• [Texto fornecido]
—————

Um dia após o relatório final da CPI da Covid ser lido no Senado e pedir o indiciamento de Jair Bolsonaro por causa de sua postura e condução durante a pandemia de covid-19, o presidente voltou a atacar a vacina e a colocar dúvidas sobre sua segurança. Bolsonaro afirmou na quinta-feira passada, em sua live semanal, que pessoas que tomaram duas doses do imunizante contra o novo coronavírus no Reino Unido estão desenvolvendo aids.

A afirmação, que é mentirosa, foi publicada em um site inglês conhecido por espalhar teorias da conspiração e replicada por apoiadores do presidente aqui no Brasil. Em seu programa online, Bolsonaro introduz o tema dizendo que daria uma "notícia grave, mas sem fazer comentários a respeito". Em seguida, pega uma espécie de jornal e, antes de supostamente ler uma reportagem, reconhece que já tratou do assunto no passado e que, por isso, "apanhou muito".

Mas seguiu: "Relatórios oficiais do governo do Reino Unido sugerem que os totalmente vacinados (15 dias após a segunda dose) estão desenvolvendo a Síndrome de Imunodeficiência Adquirida (aids) muito mais rápido que o previsto". E completa: "Recomendo que leiam a matéria. Não vou ler aqui porque posso ter problemas com a minha live."

A fake news que relaciona vacinas com o desenvolvimento de aids já era conhecida, a ponto de a Organização Mundial de Saúde (OMS) ter reforçado a importância de portadores de HIV serem imunizados contra a covid-19. Mas a propagação da mentira no momento em que o Brasil atinge mais da metade de sua população com a vacinação completa gerou revolta e críticas entre cientistas.

—————

• [Trechos de dados]
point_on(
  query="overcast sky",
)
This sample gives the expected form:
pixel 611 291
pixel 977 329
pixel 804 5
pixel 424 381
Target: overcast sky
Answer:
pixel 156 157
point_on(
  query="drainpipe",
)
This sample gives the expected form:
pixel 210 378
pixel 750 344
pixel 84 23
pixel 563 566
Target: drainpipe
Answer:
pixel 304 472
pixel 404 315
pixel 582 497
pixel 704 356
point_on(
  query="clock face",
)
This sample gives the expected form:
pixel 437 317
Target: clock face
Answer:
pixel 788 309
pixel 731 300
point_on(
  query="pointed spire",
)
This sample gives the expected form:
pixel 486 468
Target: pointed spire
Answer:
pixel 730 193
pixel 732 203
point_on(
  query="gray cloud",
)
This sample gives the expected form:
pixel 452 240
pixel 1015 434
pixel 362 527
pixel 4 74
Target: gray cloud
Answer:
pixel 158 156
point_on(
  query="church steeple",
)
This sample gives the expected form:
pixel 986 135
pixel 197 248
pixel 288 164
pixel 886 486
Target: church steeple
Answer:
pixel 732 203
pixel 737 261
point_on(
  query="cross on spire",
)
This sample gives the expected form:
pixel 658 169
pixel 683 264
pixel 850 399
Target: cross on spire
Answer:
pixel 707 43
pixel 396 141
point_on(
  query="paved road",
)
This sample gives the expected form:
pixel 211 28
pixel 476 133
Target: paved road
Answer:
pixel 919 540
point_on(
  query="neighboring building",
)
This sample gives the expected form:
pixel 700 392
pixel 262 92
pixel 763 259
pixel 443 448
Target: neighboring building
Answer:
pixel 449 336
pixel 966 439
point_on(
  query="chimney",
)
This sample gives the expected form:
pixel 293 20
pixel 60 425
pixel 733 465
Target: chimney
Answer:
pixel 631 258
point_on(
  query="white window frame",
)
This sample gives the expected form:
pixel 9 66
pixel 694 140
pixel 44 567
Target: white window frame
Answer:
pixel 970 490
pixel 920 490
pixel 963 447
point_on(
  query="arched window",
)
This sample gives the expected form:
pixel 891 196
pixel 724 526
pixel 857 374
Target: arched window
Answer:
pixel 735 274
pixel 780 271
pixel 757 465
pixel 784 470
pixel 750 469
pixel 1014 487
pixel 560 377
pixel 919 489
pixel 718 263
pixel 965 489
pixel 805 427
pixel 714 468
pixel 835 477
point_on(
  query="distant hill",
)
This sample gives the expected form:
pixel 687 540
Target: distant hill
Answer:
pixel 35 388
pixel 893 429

—————

Reproduza na íntegra o texto sobre a fala de Bolsonaro que associa a vacina contra a covid-19 à aids, sem alterar nenhuma palavra.

Um dia após o relatório final da CPI da Covid ser lido no Senado e pedir o indiciamento de Jair Bolsonaro por causa de sua postura e condução durante a pandemia de covid-19, o presidente voltou a atacar a vacina e a colocar dúvidas sobre sua segurança. Bolsonaro afirmou na quinta-feira passada, em sua live semanal, que pessoas que tomaram duas doses do imunizante contra o novo coronavírus no Reino Unido estão desenvolvendo aids.

A afirmação, que é mentirosa, foi publicada em um site inglês conhecido por espalhar teorias da conspiração e replicada por apoiadores do presidente aqui no Brasil. Em seu programa online, Bolsonaro introduz o tema dizendo que daria uma "notícia grave, mas sem fazer comentários a respeito". Em seguida, pega uma espécie de jornal e, antes de supostamente ler uma reportagem, reconhece que já tratou do assunto no passado e que, por isso, "apanhou muito".

Mas seguiu: "Relatórios oficiais do governo do Reino Unido sugerem que os totalmente vacinados (15 dias após a segunda dose) estão desenvolvendo a Síndrome de Imunodeficiência Adquirida (aids) muito mais rápido que o previsto". E completa: "Recomendo que leiam a matéria. Não vou ler aqui porque posso ter problemas com a minha live."

A fake news que relaciona vacinas com o desenvolvimento de aids já era conhecida, a ponto de a Organização Mundial de Saúde (OMS) ter reforçado a importância de portadores de HIV serem imunizados contra a covid-19. Mas a propagação da mentira no momento em que o Brasil atinge mais da metade de sua população com a vacinação completa gerou revolta e críticas entre cientistas.